- Short task
Your task is to output the entries below word for word.

═════ Data supplied ═════

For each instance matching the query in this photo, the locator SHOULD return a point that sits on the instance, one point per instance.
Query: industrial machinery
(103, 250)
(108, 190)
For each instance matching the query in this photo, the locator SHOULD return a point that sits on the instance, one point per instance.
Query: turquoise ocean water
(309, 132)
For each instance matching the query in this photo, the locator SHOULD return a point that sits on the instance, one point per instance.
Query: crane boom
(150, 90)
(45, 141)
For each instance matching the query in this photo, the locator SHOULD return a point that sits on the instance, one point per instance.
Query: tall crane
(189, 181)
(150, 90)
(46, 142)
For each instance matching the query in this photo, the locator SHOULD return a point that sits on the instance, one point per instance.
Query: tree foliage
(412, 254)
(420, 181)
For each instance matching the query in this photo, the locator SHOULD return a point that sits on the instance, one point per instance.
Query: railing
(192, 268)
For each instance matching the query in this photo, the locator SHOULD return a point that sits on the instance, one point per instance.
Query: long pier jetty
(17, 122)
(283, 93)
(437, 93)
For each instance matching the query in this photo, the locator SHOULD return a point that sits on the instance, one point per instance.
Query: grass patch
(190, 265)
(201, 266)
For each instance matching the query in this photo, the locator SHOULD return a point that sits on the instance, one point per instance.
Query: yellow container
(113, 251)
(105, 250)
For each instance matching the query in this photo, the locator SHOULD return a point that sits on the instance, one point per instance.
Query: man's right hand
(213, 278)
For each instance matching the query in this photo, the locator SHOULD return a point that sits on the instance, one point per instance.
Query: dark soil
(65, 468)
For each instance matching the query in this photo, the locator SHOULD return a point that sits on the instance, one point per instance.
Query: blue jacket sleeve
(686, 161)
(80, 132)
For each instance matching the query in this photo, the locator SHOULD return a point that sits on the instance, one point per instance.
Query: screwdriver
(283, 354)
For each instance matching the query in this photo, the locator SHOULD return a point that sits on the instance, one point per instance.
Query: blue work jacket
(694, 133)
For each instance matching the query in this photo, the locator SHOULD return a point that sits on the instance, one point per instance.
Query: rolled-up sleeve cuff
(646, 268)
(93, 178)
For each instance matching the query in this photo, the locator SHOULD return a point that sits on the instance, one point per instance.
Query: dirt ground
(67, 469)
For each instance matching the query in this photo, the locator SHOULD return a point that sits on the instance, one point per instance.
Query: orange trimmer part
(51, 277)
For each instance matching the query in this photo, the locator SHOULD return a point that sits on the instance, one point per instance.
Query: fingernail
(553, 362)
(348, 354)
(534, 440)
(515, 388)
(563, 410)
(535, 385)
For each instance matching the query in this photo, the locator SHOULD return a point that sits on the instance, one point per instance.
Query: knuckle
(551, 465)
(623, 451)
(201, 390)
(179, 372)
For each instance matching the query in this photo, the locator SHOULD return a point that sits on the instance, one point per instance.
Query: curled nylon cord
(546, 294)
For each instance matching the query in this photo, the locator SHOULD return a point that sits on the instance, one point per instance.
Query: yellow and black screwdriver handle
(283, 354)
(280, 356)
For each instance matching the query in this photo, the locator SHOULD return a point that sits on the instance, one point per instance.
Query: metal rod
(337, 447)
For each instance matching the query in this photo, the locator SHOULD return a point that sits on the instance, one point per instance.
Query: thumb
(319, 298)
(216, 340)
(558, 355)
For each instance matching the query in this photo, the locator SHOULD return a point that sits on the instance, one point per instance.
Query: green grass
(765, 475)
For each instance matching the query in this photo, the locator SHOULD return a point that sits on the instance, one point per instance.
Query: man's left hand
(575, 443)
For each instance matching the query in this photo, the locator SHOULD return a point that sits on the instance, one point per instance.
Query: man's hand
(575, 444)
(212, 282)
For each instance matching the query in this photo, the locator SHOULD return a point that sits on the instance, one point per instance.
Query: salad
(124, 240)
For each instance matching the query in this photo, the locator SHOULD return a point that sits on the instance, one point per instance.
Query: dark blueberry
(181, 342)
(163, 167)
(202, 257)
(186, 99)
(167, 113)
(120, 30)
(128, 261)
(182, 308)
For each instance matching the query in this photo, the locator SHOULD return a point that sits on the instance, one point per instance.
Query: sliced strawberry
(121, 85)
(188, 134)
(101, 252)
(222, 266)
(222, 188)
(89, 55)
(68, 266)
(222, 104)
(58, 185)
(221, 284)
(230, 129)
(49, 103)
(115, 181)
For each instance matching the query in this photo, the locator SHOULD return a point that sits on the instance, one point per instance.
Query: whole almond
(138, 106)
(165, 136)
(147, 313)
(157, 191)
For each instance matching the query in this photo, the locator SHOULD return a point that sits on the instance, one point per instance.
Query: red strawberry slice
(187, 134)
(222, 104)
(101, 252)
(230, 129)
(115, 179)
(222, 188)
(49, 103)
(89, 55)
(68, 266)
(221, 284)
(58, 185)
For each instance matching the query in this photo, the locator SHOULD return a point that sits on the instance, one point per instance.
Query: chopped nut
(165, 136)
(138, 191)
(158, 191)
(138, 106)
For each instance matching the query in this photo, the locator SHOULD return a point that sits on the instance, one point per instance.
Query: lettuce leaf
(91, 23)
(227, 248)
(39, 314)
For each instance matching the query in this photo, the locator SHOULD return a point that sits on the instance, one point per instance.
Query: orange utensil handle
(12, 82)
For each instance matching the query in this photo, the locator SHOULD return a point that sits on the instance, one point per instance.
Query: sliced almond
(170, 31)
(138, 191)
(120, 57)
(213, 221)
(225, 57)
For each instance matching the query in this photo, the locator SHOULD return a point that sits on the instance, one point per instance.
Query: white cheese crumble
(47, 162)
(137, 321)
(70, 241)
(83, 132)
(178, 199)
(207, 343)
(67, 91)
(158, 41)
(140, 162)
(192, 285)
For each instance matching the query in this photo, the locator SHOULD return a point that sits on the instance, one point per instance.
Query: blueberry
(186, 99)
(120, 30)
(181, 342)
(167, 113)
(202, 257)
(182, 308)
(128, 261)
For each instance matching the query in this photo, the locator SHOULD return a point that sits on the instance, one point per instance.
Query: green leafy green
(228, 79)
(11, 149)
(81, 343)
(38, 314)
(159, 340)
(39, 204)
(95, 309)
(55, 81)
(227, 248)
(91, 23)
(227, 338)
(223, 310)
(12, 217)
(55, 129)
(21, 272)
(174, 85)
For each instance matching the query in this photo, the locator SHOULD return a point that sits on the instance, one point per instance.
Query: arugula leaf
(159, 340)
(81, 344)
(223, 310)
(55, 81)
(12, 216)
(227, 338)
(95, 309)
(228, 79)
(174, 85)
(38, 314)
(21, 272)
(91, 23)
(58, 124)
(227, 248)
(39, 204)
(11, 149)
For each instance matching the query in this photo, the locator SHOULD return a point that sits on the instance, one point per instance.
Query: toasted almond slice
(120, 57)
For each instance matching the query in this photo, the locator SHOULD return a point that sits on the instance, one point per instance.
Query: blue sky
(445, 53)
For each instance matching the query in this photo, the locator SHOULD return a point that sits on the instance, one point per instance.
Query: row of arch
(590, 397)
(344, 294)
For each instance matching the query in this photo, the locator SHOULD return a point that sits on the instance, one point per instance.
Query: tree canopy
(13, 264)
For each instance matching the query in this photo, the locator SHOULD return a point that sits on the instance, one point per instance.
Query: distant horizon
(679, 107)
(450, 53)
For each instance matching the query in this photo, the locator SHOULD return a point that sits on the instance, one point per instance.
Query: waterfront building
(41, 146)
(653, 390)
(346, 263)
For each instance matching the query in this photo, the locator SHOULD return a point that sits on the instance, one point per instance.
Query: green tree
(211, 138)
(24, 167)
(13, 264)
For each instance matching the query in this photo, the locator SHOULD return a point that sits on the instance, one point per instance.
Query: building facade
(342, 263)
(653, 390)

═════

- In response
For each instance matching the query in this photo, the locator SHOULD return a point that sits on the instance, one point per instance.
Query: industrial machinery
(103, 250)
(108, 190)
For each instance matching the query in this photo, the locator SHOULD return a point that sits on the instance, one point per instance.
Query: turquoise ocean water
(309, 132)
For each instance matching the query in this photo, the locator SHOULD return a point that sits on the instance, one point per instance.
Query: crane boom
(150, 90)
(45, 141)
For each instance matching the query in this photo, the locator SHOULD return a point that sits on the instance, one point per instance.
Query: tall crane
(189, 181)
(150, 90)
(46, 142)
For each instance matching the query in this photo, the locator SHOULD return a point that sits on the instance, one point per instance.
Query: tree foliage
(412, 254)
(420, 181)
For each instance matching the query in this photo, the locator SHOULD return a point that sits on the instance, one point per instance.
Query: railing
(192, 268)
For each instance matching the query in this photo, the locator SHOULD return a point that sits on the instance, one point per instance.
Query: long pier jetty
(17, 122)
(283, 93)
(437, 93)
For each instance matching the query in this photo, the locator SHOULD return a point that sits on the instance, one point per instance.
Query: grass patch
(190, 265)
(201, 266)
For each instance matching the query in this photo, the locator SHOULD return a point that sits on the instance, one point per instance.
Query: yellow container
(113, 251)
(105, 250)
For each instance matching the query in this photo, the locator SHOULD return a point that sits on the instance, one point per instance.
Query: man's right hand
(213, 278)
For each instance matching the query in this photo, the locator SHOULD return a point that sits on the instance, one point per instance.
Query: dark soil
(65, 468)
For each instance matching the query in this photo, the locator SHOULD return a point that sits on the instance, one point per instance.
Query: blue jacket sleeve
(686, 161)
(80, 132)
For each instance matching the query in this photo, the locator SHOULD return a point that sits on the instance, one point per instance.
Query: screwdriver
(283, 354)
For each instance matching the query in this photo, the locator SHOULD return a point that sits on the instance, one point per instance.
Query: blue work jacket
(694, 133)
For each instance matching the query in this photo, the locator SHOULD return a point that sits on the instance, one point per instance.
Query: rolled-up sleeve cuff
(646, 268)
(93, 178)
For each instance matching the query in this photo, the locator SHOULD return a point that sits on the instance, one point per instance.
Query: dirt ground
(67, 469)
For each instance matching the query in this photo, the locator SHOULD return a point that sits on the instance, one point per instance.
Query: orange trimmer part
(51, 277)
For each instance matching the query in this photo, the locator SHOULD return a point that sits on the instance, one point per instance.
Query: fingernail
(553, 362)
(348, 354)
(534, 440)
(515, 388)
(563, 410)
(535, 385)
For each instance matching the query in this photo, the locator SHOULD return a point that sits on the instance, one point per instance.
Query: knuckle
(551, 465)
(623, 451)
(201, 390)
(179, 372)
For each instance matching the query in this photo, the locator SHOULD return a point that sits on the instance, one point per instance.
Query: curled nylon cord
(546, 294)
For each instance matching the query in this photo, the locator SHOULD return a point that sits on the instance, one point per instance.
Query: yellow and black screwdriver handle
(283, 354)
(280, 356)
For each instance matching the query in this photo, the locator SHOULD return a point that sits on the instance, one point per instance.
Query: metal rod
(337, 447)
For each instance matching the query in this photo, the locator SHOULD return a point that sits on the instance, one point per instance.
Query: thumb
(319, 298)
(216, 340)
(558, 355)
For each instance matching the query in this photo, the locator SHOULD return a point that sits on the instance, one point per instance.
Query: green grass
(765, 475)
For each instance matching the query in this photo, the locator SHOULD return a point that sits on the instance, one point per instance.
Query: man's left hand
(575, 443)
For each instance matching the query in this photo, the locator SHOULD return a point that sits on the instance, one point per instance.
Query: man's hand
(575, 444)
(212, 282)
For each instance matching the query in this photo, the locator SHOULD return a point that sits on the instance, one point per instance.
Query: salad
(124, 240)
For each instance matching the query in this photo, the locator SHOULD return a point that sits on the instance, one point per instance.
Query: dark blueberry
(181, 342)
(163, 167)
(202, 257)
(186, 99)
(167, 113)
(120, 30)
(128, 261)
(182, 308)
For each instance matching the query in this photo, the locator SHOULD return a point that sits on the instance, one point per instance.
Query: sliced strawberry
(121, 85)
(188, 134)
(101, 252)
(222, 266)
(222, 188)
(89, 55)
(68, 266)
(222, 104)
(58, 185)
(221, 284)
(230, 129)
(49, 103)
(115, 181)
For each instance matching the query in this photo, the locator SHOULD return a point that sits on the instance, one point per instance.
Query: whole almond
(138, 106)
(165, 136)
(147, 313)
(157, 191)
For each instance matching the query in this photo, the locator SHOULD return a point that sits on the instance, one point per instance.
Query: red strawberry slice
(187, 134)
(222, 104)
(101, 252)
(230, 129)
(115, 179)
(222, 188)
(49, 103)
(89, 55)
(68, 266)
(221, 284)
(58, 185)
For each instance matching the query in this photo, the locator SHOULD return a point that sits on the instance, one point per instance.
Query: chopped nut
(165, 136)
(138, 191)
(158, 191)
(138, 106)
For each instance matching the query in this photo, the locator SHOULD return a point that sits on the instance, one point per instance.
Query: lettuce leaf
(91, 23)
(227, 248)
(39, 314)
For each instance matching the query in this photo, the locator SHOULD return a point that sits on the instance, one point per instance.
Query: orange utensil handle
(12, 82)
For each instance matching the query in this photo, the locator SHOULD return a point that sits on the instance, one point per instance.
Query: sliced almond
(170, 31)
(138, 191)
(120, 57)
(213, 221)
(225, 57)
For each instance matching the query in this photo, the locator SHOULD return a point that sits on the instance, one point per instance.
Query: white cheese crumble
(47, 162)
(137, 321)
(70, 241)
(83, 132)
(178, 199)
(207, 343)
(67, 91)
(158, 41)
(140, 162)
(192, 285)
For each instance matching the query in this photo, the locator SHOULD return a point that sits on the instance, one point per instance.
Query: blueberry
(186, 99)
(120, 30)
(181, 342)
(167, 113)
(202, 257)
(182, 308)
(128, 261)
For each instance matching the query in this photo, the locator SHOULD return a point that sits on the instance, one point per instance.
Query: green leafy green
(228, 79)
(11, 149)
(81, 343)
(38, 314)
(159, 340)
(39, 204)
(95, 309)
(55, 81)
(227, 248)
(91, 23)
(227, 338)
(223, 310)
(12, 217)
(55, 129)
(21, 272)
(174, 85)
For each instance matching the query in this photo, the locator SHOULD return a point that sits on the instance, one point per instance.
Query: arugula leaf
(159, 340)
(81, 344)
(223, 310)
(55, 81)
(12, 216)
(227, 338)
(95, 309)
(228, 79)
(174, 85)
(38, 314)
(21, 272)
(91, 23)
(58, 124)
(227, 248)
(39, 204)
(11, 149)
For each instance matching the query in this photo, the locator SHOULD return a point that sits on the instance, one point per instance.
Query: toasted almond slice
(120, 57)
For each instance matching the query in this photo, the locator SHOULD return a point that sits on the instance, one point per instance.
Query: blue sky
(445, 53)
For each instance matching the query in this photo, the locator SHOULD return a point that sits on the instance, one point per instance.
Query: row of arch
(590, 397)
(344, 294)
For each instance matching the query in this photo, the locator SHOULD return a point that sits on the instance, one point per instance.
Query: tree canopy
(13, 264)
For each instance matching the query in this photo, the locator SHOULD return a point that sits on the instance, one point per instance.
Query: distant horizon
(679, 107)
(450, 53)
For each instance matching the query in this photo, the locator SHOULD return a point that sits on the instance, one point per instance.
Query: waterfront building
(41, 146)
(653, 390)
(346, 263)
For each instance matching the query in this photo, the locator SHOULD return a point that sits on the instance, one point per instance.
Query: green tree
(211, 138)
(24, 167)
(13, 264)
For each instance matching the query in this photo, the locator SHOULD return a point that sits on the instance, one point per instance.
Query: building facade
(342, 263)
(653, 390)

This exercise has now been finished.